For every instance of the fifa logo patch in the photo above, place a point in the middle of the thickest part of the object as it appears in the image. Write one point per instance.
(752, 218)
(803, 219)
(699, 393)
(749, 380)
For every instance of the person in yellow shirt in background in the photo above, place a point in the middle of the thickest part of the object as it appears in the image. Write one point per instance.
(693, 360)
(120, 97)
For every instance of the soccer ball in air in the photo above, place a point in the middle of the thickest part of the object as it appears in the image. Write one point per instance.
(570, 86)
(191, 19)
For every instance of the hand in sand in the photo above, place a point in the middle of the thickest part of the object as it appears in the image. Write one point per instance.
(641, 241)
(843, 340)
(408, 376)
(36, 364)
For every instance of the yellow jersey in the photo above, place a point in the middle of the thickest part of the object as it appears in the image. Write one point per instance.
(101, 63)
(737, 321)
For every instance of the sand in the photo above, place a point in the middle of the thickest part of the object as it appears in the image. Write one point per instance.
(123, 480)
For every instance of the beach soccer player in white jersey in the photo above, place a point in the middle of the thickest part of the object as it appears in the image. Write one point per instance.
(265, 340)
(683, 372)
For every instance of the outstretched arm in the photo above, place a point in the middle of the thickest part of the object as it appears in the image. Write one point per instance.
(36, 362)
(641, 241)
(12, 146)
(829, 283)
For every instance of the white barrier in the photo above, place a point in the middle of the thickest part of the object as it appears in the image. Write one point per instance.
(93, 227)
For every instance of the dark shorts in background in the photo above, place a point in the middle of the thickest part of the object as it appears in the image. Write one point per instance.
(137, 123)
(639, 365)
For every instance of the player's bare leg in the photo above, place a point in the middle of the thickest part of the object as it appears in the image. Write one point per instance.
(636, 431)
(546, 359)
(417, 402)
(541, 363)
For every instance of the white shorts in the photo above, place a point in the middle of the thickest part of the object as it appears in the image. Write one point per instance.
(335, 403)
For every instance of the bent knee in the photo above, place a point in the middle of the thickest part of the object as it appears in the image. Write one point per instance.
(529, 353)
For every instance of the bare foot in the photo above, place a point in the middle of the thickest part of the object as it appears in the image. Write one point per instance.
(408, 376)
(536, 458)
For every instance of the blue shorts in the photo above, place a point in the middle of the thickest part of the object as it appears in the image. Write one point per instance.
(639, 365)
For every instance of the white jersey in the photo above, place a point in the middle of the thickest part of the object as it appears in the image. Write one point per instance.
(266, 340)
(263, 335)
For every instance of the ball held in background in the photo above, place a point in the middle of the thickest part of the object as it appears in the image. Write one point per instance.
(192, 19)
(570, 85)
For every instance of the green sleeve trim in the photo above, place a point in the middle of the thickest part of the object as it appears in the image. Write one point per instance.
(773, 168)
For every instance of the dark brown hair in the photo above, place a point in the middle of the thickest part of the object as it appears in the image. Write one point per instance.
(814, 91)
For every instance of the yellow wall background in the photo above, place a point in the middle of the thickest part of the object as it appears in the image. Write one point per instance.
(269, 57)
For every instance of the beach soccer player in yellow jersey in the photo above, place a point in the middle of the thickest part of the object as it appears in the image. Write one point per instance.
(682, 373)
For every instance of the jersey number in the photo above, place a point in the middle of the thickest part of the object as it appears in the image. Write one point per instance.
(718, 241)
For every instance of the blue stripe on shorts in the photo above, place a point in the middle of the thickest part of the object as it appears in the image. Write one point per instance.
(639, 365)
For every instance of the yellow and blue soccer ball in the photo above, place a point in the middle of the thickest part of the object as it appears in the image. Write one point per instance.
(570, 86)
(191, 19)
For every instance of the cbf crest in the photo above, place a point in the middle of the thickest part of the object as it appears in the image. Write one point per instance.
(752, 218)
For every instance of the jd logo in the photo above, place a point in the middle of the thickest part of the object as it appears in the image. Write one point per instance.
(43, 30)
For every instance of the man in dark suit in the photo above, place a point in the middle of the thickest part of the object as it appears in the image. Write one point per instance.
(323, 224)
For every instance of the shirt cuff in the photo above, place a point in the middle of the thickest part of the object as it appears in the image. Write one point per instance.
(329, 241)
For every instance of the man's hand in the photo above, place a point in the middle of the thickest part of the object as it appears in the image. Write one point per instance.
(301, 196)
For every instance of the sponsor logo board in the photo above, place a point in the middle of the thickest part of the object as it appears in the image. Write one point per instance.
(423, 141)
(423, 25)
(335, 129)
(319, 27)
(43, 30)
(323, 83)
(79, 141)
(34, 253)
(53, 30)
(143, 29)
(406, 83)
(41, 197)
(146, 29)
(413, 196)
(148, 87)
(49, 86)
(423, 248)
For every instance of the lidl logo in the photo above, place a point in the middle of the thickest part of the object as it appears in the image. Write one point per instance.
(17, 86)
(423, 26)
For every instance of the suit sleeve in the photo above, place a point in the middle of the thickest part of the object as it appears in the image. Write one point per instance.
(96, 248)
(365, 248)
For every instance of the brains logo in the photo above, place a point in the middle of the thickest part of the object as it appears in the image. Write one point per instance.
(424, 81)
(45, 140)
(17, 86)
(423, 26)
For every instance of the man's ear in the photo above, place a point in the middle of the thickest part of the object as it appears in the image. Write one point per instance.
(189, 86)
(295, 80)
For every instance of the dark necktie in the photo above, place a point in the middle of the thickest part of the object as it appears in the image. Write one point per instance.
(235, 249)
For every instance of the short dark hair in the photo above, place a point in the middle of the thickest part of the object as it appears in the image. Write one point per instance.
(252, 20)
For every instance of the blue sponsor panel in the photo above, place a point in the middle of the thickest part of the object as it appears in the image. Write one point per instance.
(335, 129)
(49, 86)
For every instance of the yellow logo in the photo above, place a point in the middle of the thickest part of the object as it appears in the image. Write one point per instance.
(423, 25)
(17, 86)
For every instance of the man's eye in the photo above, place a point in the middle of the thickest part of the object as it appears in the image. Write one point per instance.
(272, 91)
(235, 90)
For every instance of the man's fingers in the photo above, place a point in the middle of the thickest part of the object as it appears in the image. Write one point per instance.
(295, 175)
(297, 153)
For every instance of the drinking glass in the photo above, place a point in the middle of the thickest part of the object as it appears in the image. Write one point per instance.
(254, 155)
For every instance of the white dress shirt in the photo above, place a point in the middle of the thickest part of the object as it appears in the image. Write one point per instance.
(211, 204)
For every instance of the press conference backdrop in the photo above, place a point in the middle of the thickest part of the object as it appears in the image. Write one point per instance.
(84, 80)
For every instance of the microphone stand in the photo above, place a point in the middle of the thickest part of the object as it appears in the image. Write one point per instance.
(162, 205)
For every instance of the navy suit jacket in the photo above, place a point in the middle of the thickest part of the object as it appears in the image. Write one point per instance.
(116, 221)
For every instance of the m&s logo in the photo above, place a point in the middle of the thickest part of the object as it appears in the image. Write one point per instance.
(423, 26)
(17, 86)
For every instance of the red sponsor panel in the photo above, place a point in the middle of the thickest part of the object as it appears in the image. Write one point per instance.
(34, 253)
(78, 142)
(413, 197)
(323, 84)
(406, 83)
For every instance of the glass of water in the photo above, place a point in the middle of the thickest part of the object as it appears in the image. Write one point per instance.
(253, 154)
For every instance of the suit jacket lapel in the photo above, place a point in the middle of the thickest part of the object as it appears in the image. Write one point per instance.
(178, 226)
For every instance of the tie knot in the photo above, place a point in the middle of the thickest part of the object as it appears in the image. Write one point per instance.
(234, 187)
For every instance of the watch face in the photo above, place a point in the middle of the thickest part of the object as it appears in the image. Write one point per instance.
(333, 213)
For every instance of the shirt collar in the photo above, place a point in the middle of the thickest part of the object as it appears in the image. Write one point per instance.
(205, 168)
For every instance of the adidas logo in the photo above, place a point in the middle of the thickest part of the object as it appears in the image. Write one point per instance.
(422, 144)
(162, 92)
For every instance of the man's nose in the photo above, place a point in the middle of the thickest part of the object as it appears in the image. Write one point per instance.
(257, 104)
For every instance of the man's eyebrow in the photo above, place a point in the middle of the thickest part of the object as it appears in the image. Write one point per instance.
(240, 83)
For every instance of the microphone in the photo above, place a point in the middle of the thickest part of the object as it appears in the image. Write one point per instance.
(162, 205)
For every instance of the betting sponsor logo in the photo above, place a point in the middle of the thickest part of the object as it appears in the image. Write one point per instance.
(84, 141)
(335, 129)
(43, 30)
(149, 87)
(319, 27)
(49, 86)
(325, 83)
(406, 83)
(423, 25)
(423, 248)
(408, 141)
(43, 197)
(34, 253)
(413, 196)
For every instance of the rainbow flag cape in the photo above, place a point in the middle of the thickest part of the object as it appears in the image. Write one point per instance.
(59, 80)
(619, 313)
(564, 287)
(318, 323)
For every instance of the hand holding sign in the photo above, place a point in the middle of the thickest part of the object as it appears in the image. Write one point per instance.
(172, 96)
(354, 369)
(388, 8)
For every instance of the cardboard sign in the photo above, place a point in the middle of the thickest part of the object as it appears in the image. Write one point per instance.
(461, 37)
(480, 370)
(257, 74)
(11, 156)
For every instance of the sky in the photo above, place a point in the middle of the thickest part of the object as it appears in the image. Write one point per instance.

---*---

• _Description of the task_
Return the line that contains "For every instance of the hand holding" along with every line after it through the end of the entries, exactly, adding nothing.

• _Answer to the task_
For every instance of the hand holding sign in the photo above, place a point in the middle of the thickest part of the object as it appears in the image. Write one point per instance.
(172, 96)
(354, 369)
(388, 8)
For every instance of the cardboard sign in the photo above, place a point in the middle of the thickest part of the object as it appears in the image. Write one point per instance.
(461, 37)
(480, 370)
(257, 74)
(11, 156)
For every instance of the sky in the photo above, place a point in the middle of the thickest part of the object as it appears in the image. Write one point per instance.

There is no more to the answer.